··· Material for this task

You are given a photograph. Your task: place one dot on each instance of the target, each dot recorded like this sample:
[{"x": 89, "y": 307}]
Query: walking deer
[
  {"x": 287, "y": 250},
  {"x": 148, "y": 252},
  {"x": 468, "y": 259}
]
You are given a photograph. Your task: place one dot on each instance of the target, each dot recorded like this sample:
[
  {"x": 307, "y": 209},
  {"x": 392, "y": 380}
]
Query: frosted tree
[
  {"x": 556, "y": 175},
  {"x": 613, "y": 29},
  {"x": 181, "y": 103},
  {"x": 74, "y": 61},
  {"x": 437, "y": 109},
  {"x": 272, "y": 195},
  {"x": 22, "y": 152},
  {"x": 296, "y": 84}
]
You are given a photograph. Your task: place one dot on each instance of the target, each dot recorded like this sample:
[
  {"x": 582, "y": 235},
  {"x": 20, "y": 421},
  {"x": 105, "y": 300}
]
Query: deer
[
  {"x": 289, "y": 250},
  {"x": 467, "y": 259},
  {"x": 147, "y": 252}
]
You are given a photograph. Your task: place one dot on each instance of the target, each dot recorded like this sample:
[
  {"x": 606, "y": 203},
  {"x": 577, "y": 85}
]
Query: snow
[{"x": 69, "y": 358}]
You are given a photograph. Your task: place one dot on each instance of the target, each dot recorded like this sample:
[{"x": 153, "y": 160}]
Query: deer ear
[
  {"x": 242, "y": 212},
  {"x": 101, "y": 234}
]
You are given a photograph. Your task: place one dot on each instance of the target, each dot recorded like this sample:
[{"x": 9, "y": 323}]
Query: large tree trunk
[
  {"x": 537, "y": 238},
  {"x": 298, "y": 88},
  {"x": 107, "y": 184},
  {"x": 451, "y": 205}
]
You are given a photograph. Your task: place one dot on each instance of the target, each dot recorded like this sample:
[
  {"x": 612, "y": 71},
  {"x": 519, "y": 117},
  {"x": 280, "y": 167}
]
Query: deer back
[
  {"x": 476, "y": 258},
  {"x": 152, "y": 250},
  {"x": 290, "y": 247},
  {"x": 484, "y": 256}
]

······

(Problem):
Could you give all the items above again with every "Query" changed to "Search term" and nothing else altered?

(Output for this task):
You are given a photograph. Your task: place one dot on each instance of the target, each dot recorded like this sample:
[{"x": 89, "y": 307}]
Search term: walking deer
[
  {"x": 287, "y": 250},
  {"x": 148, "y": 252},
  {"x": 468, "y": 259}
]
You are given a photograph. Your task: place one dot on each instance of the target, each dot recorded like this sample:
[
  {"x": 307, "y": 209},
  {"x": 392, "y": 380}
]
Search term: frosted tree
[
  {"x": 556, "y": 175},
  {"x": 613, "y": 29},
  {"x": 181, "y": 103},
  {"x": 74, "y": 61},
  {"x": 437, "y": 109},
  {"x": 272, "y": 195},
  {"x": 22, "y": 152},
  {"x": 296, "y": 84}
]
You are given a photograph. Your task: place one dot on each instance of the target, each dot recorded like this sample:
[
  {"x": 582, "y": 235},
  {"x": 20, "y": 421},
  {"x": 105, "y": 300}
]
Search term: deer
[
  {"x": 289, "y": 250},
  {"x": 467, "y": 259},
  {"x": 147, "y": 252}
]
You are given a photograph. Your task: place one dot on each instance of the target, each dot recorded like this sample:
[
  {"x": 606, "y": 203},
  {"x": 577, "y": 85}
]
Search term: snow
[{"x": 69, "y": 358}]
You are given a photograph. Your task: place one dot on each instance of the target, each dot recorded like this sample:
[{"x": 153, "y": 160}]
Search term: deer ear
[
  {"x": 242, "y": 212},
  {"x": 101, "y": 234}
]
You are given a photograph. Your task: place one dot on each instance of the target, each dot recorded like this sample:
[{"x": 9, "y": 323}]
Search term: large tree trunk
[
  {"x": 537, "y": 238},
  {"x": 298, "y": 88},
  {"x": 107, "y": 184},
  {"x": 451, "y": 205}
]
You are given a photograph. Your task: place one dot on each instance of the target, each dot recorded like this sample:
[
  {"x": 612, "y": 71},
  {"x": 519, "y": 117},
  {"x": 280, "y": 167}
]
Search term: deer back
[
  {"x": 476, "y": 258},
  {"x": 152, "y": 250},
  {"x": 290, "y": 247},
  {"x": 484, "y": 256}
]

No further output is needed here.